Things to do>
• A. Rewrite as a short bulleted list the paragraph of the PFAS article that begins "Communities have suffered far too long," keeping its main facts.
• B. Using the PFAS article below, state whether each statement agrees with it. Answer yes or no and quote the deciding words: (i) the proposal concerns two PFAS; (ii) the rule has already appeared in the Federal Register; (iii) Chellie Pingree sits on the House Agriculture Committee.
• C. Carry the article on EPA's proposed PFAS designation forward from its final sentence.

Text provided>
------------------------------------------------------------

EPA proposes to designate PFAS as ‘hazardous’ under Superfund law
The Environmental Protection Agency in August proposed to designate two of the most widely used per- and polyfluoroalkyl substances (PFAS) as hazardous substances under the Comprehensive Environmental Response, Compensation, and Liability Act (CERCLA), also known as “Superfund.”
“This rulemaking would increase transparency around releases of these harmful chemicals and help to hold polluters accountable for cleaning up their contamination,” EPA said in a news release.
“Communities have suffered far too long from exposure to these forever chemicals. The action announced today will improve transparency and advance EPA’s aggressive efforts to confront this pollution, as outlined in the agency’s PFAS Strategic Roadmap,” said EPA Administrator Michael Regan. “Under this proposed rule, EPA will both help protect communities from PFAS pollution and seek to hold polluters accountable for their actions.”
EPA has not yet published the rule in the Federal Register, but the pre-publication version is available.
“Maine has been at the forefront of the PFAS crisis, and while we’re only at the beginning stages of understanding its scope, it’s been clear we urgently need to address the nationwide contamination,” said Rep. Chellie Pingree, D-Maine, a member of the House Appropriations Interior, Environment and Related Agencies Subcommittee and the House Agriculture Committee, who has previously expressed concern about the impact of PFAS on the saleability of Maine’s agricultural products.

------------------------------------------------------------

(Data on pointing at referring expressions)
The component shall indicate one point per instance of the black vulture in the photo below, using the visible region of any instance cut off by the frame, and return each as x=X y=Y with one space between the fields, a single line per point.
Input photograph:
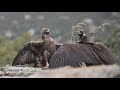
x=75 y=54
x=33 y=53
x=29 y=54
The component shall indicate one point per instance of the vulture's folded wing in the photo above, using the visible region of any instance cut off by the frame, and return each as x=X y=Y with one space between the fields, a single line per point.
x=76 y=54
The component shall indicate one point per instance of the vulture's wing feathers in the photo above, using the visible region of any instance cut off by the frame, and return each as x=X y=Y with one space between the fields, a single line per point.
x=29 y=54
x=76 y=54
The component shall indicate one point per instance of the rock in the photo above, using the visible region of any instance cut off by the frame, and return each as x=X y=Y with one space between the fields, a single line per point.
x=102 y=71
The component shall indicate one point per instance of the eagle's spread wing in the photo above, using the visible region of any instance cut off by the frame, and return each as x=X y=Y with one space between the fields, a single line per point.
x=75 y=54
x=29 y=54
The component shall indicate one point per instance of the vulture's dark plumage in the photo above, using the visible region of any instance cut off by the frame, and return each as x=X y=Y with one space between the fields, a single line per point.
x=33 y=53
x=75 y=54
x=29 y=54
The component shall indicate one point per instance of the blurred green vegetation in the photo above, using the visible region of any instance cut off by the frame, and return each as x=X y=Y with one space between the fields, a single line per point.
x=9 y=48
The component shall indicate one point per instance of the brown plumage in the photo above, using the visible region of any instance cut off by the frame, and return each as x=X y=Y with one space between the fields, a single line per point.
x=33 y=53
x=29 y=54
x=75 y=54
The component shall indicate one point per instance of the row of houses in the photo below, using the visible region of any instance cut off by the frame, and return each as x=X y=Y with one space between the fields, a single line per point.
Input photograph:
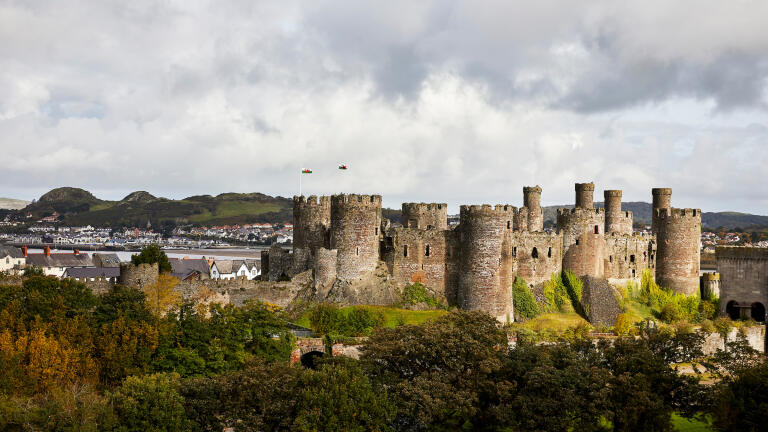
x=84 y=267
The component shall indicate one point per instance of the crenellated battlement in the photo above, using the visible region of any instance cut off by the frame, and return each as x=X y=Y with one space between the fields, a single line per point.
x=312 y=200
x=487 y=210
x=357 y=200
x=424 y=206
x=672 y=213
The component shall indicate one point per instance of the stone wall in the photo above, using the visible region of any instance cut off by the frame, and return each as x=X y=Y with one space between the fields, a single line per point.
x=487 y=274
x=532 y=204
x=616 y=220
x=425 y=256
x=355 y=222
x=583 y=240
x=536 y=255
x=627 y=255
x=743 y=276
x=425 y=216
x=138 y=276
x=678 y=233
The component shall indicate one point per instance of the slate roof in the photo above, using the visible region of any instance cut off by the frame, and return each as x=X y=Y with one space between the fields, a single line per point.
x=59 y=260
x=184 y=268
x=106 y=260
x=92 y=272
x=11 y=251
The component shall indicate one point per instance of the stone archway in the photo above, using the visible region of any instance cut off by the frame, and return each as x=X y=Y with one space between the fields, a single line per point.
x=757 y=312
x=732 y=310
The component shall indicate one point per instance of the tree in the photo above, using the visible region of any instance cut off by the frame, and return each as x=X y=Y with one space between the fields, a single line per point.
x=150 y=403
x=440 y=371
x=153 y=254
x=161 y=295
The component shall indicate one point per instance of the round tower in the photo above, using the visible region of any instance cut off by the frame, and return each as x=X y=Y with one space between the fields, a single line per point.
x=662 y=198
x=425 y=216
x=677 y=250
x=585 y=195
x=583 y=240
x=532 y=201
x=355 y=222
x=311 y=218
x=486 y=278
x=616 y=221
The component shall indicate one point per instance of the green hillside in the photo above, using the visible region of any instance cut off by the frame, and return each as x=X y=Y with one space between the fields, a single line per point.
x=80 y=207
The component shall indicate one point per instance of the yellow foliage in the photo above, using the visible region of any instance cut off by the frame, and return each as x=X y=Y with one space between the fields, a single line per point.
x=161 y=295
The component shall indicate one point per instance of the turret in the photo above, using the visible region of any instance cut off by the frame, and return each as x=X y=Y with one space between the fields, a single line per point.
x=485 y=281
x=532 y=202
x=585 y=195
x=355 y=223
x=616 y=221
x=677 y=252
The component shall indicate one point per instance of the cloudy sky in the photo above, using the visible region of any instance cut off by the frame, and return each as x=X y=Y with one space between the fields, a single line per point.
x=446 y=101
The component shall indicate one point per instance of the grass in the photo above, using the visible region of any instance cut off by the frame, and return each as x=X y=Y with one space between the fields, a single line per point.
x=392 y=316
x=683 y=424
x=553 y=322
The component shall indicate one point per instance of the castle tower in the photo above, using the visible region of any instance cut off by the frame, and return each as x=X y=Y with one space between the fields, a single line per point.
x=585 y=195
x=355 y=222
x=532 y=201
x=485 y=281
x=425 y=216
x=678 y=233
x=662 y=198
x=311 y=219
x=616 y=221
x=583 y=229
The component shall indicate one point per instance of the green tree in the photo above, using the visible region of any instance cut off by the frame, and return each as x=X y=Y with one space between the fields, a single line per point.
x=152 y=254
x=149 y=403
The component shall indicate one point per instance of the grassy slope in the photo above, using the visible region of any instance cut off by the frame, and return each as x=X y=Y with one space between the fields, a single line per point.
x=392 y=316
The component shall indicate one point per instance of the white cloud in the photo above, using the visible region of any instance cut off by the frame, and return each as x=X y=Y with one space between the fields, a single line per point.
x=428 y=101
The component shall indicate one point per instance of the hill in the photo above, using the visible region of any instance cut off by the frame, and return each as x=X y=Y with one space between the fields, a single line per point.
x=641 y=213
x=80 y=207
x=12 y=204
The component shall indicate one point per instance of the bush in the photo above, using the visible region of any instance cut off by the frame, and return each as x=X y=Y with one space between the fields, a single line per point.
x=525 y=304
x=417 y=293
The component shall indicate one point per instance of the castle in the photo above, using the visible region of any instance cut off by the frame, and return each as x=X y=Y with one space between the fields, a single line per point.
x=473 y=266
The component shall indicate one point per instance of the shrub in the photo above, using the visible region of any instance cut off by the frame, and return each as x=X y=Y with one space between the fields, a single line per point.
x=622 y=326
x=525 y=304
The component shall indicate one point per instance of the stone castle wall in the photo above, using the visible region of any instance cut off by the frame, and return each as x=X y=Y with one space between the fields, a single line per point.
x=583 y=240
x=627 y=256
x=425 y=256
x=425 y=216
x=487 y=274
x=355 y=223
x=678 y=233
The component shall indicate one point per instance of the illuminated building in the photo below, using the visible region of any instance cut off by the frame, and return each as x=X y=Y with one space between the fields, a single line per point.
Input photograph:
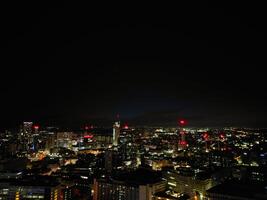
x=65 y=139
x=187 y=182
x=109 y=161
x=116 y=133
x=182 y=142
x=25 y=136
x=30 y=188
x=137 y=185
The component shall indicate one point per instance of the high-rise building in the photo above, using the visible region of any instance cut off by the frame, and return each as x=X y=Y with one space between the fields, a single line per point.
x=109 y=161
x=116 y=133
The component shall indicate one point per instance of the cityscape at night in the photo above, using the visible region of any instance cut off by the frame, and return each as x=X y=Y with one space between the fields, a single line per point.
x=124 y=103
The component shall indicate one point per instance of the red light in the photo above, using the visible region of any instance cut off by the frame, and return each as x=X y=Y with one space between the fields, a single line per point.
x=183 y=142
x=88 y=136
x=182 y=122
x=206 y=136
x=126 y=126
x=36 y=127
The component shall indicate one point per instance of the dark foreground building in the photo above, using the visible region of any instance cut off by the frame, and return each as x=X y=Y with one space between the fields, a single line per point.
x=236 y=190
x=137 y=185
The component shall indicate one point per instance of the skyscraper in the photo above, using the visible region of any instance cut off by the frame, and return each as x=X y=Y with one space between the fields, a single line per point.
x=116 y=133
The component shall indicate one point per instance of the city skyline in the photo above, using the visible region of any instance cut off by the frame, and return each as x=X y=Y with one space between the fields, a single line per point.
x=64 y=66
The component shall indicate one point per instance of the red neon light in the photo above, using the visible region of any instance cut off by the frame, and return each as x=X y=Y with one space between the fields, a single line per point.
x=126 y=126
x=183 y=142
x=88 y=136
x=36 y=127
x=206 y=136
x=182 y=122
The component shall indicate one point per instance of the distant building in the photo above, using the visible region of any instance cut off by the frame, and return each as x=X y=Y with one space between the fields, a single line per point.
x=187 y=182
x=30 y=188
x=137 y=185
x=116 y=133
x=109 y=161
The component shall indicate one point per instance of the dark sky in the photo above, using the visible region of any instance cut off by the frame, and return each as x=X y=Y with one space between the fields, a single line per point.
x=72 y=64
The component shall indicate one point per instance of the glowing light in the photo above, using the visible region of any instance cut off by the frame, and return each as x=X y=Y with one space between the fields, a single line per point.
x=126 y=126
x=182 y=122
x=36 y=127
x=206 y=136
x=88 y=136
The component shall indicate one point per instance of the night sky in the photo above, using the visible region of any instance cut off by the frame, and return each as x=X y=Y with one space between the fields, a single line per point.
x=71 y=64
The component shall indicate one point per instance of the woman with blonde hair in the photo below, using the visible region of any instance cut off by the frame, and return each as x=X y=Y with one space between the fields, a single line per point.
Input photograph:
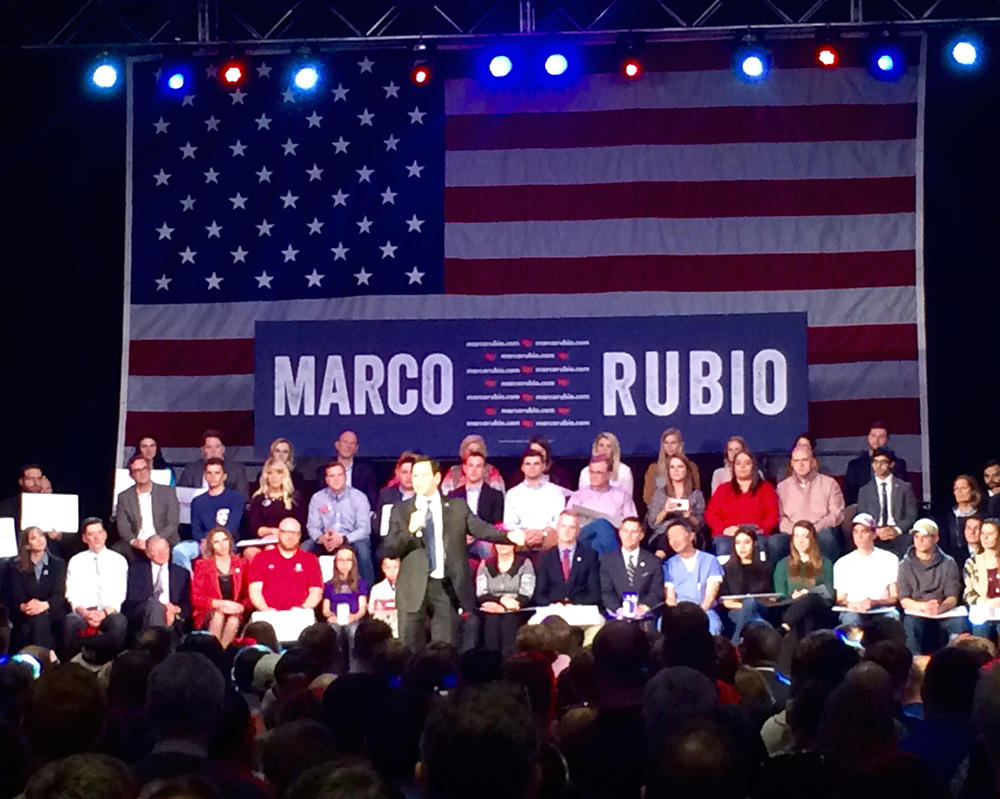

------------------------------------------------------------

Solved tasks>
• A.
- EPA Administrator Michael Regan said communities have suffered far too long from exposure to "forever chemicals."
- He said the announced action will improve transparency and advance EPA's aggressive efforts against this pollution, as outlined in the agency's PFAS Strategic Roadmap.
- Under the proposed rule, EPA will help protect communities from PFAS pollution and seek to hold polluters accountable.

• B.
(i) Yes: "two of the most widely used per- and polyfluoroalkyl substances (PFAS)"
(ii) No: "EPA has not yet published the rule in the Federal Register"
(iii) Yes: "a member of the House Appropriations Interior, Environment and Related Agencies Subcommittee and the House Agriculture Committee"

• C.
“These PFAS chemicals are persistent, bioaccumulative, and toxic, posing serious health risks to all Americans. After years of pushing for federal action, I’m thrilled to see the EPA is finally taking steps to clean up contaminated sites and hold polluters accountable,” Pingree added.
“PFAS has impacted not only the environment, it has also impacted production agriculture in areas where water contamination or land applications of contaminated materials have taken place. While state agriculture agencies have safeguarded the food supply by removing known contaminated products from the food supply, we are only beginning to understand the extent of PFAS contamination. By designating PFAS as a hazardous chemical, we as a nation begin the process of identifying the impacts and initiating the cleanup process,” said New Mexico Agriculture Secretary Jeff Witte, chair of the EPA Local Government Advisory Committee Health Communities Workgroup.
“For decades, polluters dumped toxic PFOA and PFOS into scores of communities across the country with impunity. Today’s proposal will give the EPA and those communities critical new tools to finally hold those polluters accountable and force them to clean up their mess,” said Ken Cook, president of the Environmental Working Group.
The National PFAS Contamination Coalition, which is composed of more than 30 communities impacted by PFAS contamination from 17 states, praised the Biden administration for its actions.
The coalition said, “By taking this step, the following will occur:
▪ “Industrial sites with PFOS/PFOA contamination can be prioritized by the EPA for cleanup and remediation under Superfund Law.
▪ “Cost of cleanup will be the responsibility will be shifted to the polluter, and not local communities and taxpayers.
▪ “Hazardous substance designation will help to hold the Department of Defense accountable for decades of releases of PFOA and PFOS into the environment and surrounding communities.”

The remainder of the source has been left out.